_PROBLEM REQUIREMENTS_: How many lines in this data contain the string "below"? Reply with the number only.

_AVAILABLE RECORDS_:
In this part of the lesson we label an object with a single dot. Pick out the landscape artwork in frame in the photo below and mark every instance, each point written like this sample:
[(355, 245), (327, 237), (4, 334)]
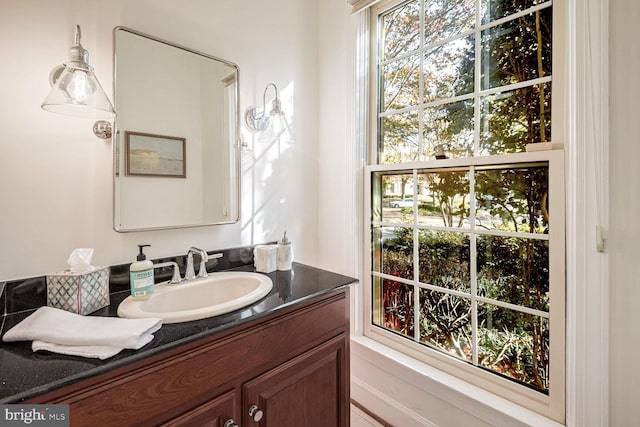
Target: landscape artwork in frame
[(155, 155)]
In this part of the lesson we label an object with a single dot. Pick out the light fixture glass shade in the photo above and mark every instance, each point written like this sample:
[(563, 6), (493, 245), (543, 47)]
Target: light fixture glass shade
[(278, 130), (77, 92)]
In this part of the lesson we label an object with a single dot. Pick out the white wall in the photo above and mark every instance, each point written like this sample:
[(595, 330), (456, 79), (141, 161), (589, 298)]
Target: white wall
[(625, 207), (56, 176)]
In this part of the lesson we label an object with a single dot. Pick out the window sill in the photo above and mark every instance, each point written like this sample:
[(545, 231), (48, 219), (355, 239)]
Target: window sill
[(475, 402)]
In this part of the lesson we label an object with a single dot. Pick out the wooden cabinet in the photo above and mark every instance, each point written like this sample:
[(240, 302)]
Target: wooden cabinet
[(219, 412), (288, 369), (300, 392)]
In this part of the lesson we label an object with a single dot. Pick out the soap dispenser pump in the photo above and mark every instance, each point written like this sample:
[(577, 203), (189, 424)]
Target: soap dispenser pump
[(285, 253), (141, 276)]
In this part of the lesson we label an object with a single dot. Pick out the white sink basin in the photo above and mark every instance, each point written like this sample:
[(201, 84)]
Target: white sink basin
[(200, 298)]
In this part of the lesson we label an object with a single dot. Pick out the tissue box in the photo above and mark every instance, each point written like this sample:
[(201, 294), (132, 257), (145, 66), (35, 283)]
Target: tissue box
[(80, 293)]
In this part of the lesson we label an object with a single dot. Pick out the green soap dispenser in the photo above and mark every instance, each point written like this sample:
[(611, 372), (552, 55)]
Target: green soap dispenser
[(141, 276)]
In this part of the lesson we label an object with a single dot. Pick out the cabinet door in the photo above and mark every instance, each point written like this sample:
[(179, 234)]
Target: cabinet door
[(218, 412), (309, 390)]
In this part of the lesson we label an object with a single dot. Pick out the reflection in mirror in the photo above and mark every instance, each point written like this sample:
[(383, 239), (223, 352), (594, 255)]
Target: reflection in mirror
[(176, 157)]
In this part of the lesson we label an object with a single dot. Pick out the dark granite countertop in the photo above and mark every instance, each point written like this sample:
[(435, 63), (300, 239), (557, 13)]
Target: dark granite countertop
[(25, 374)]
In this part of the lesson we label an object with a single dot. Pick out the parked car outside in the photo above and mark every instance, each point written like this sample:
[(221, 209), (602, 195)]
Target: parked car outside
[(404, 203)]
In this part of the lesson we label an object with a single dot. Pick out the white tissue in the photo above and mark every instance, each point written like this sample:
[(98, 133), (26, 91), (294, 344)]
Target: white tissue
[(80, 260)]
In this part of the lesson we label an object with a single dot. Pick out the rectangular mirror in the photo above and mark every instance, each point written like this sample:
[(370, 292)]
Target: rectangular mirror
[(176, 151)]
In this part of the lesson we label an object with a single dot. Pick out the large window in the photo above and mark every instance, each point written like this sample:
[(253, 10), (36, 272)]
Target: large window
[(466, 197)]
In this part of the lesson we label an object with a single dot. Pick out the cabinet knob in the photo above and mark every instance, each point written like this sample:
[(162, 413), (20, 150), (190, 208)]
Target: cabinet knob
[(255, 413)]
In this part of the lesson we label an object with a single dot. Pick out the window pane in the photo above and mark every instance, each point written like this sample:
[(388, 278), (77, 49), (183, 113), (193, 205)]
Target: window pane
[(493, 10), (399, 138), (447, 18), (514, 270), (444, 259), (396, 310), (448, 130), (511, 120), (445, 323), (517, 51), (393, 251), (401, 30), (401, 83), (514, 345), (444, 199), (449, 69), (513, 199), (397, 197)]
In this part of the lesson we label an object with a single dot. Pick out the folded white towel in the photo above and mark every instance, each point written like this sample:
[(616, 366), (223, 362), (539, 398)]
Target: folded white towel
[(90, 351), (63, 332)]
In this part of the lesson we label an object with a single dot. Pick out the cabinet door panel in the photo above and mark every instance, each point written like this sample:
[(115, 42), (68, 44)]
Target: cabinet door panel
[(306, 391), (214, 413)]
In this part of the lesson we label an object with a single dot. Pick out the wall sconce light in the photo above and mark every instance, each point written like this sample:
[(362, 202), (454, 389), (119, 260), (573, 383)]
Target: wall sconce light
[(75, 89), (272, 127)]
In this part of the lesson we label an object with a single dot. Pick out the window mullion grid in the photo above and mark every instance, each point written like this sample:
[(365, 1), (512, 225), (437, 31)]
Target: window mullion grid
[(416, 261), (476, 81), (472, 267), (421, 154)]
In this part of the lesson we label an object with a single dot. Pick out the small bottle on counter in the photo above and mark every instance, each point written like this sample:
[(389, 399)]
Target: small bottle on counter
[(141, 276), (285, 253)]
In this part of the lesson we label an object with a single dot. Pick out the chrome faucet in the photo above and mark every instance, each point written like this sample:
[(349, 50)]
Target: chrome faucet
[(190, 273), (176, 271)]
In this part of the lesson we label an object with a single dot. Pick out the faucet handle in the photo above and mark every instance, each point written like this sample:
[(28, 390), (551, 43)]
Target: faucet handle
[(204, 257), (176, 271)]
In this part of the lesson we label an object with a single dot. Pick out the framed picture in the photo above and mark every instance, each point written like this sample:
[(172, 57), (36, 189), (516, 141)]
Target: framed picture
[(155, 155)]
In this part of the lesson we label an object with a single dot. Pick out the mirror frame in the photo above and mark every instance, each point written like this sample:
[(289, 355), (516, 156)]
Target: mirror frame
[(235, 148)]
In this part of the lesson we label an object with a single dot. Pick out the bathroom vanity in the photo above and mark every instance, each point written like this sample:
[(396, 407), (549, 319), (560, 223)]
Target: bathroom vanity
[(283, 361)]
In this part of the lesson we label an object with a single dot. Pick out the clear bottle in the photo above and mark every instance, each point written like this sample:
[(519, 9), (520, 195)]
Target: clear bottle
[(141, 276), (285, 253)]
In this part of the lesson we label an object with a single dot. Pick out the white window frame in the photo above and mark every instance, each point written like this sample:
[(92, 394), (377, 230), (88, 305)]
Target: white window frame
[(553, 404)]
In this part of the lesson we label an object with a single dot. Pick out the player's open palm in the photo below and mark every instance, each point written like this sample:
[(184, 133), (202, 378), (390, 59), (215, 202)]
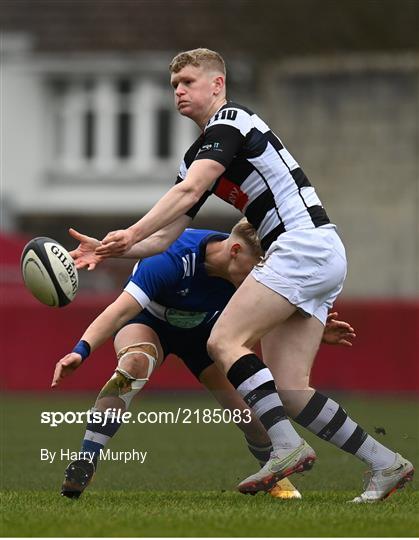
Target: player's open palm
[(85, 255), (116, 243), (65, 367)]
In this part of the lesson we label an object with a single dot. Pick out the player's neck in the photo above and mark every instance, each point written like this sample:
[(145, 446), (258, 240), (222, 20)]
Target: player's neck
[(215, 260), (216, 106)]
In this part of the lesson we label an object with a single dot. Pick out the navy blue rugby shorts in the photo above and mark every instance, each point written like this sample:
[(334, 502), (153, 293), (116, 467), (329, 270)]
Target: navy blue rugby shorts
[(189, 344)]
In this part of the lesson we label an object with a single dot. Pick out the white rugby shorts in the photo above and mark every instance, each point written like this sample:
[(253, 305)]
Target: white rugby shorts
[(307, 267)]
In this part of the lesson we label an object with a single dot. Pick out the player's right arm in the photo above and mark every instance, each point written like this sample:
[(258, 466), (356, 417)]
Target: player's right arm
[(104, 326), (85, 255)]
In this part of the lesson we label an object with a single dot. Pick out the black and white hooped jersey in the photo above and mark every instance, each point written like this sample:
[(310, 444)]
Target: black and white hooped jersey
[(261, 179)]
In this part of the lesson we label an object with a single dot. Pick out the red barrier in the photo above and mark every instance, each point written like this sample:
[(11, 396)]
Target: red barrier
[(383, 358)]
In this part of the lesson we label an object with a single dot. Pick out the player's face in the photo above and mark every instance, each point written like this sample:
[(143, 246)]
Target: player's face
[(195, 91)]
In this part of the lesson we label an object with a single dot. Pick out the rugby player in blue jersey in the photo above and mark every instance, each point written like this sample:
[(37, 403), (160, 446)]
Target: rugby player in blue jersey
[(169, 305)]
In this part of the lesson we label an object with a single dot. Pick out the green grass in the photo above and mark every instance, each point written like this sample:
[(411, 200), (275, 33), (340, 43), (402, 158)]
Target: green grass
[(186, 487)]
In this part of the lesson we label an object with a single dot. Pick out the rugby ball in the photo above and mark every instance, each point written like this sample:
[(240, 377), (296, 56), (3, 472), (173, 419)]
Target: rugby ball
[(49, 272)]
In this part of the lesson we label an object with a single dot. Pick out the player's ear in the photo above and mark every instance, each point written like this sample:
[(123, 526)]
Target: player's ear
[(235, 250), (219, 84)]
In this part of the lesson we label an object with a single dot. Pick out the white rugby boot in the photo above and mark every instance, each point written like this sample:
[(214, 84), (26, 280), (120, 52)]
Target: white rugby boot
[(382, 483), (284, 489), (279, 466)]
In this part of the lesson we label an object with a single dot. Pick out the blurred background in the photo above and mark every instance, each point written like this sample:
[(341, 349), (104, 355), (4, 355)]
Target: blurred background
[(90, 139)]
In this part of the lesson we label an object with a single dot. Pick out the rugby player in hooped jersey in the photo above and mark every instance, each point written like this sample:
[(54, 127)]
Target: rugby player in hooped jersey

_YOUR RESPONSE_: 2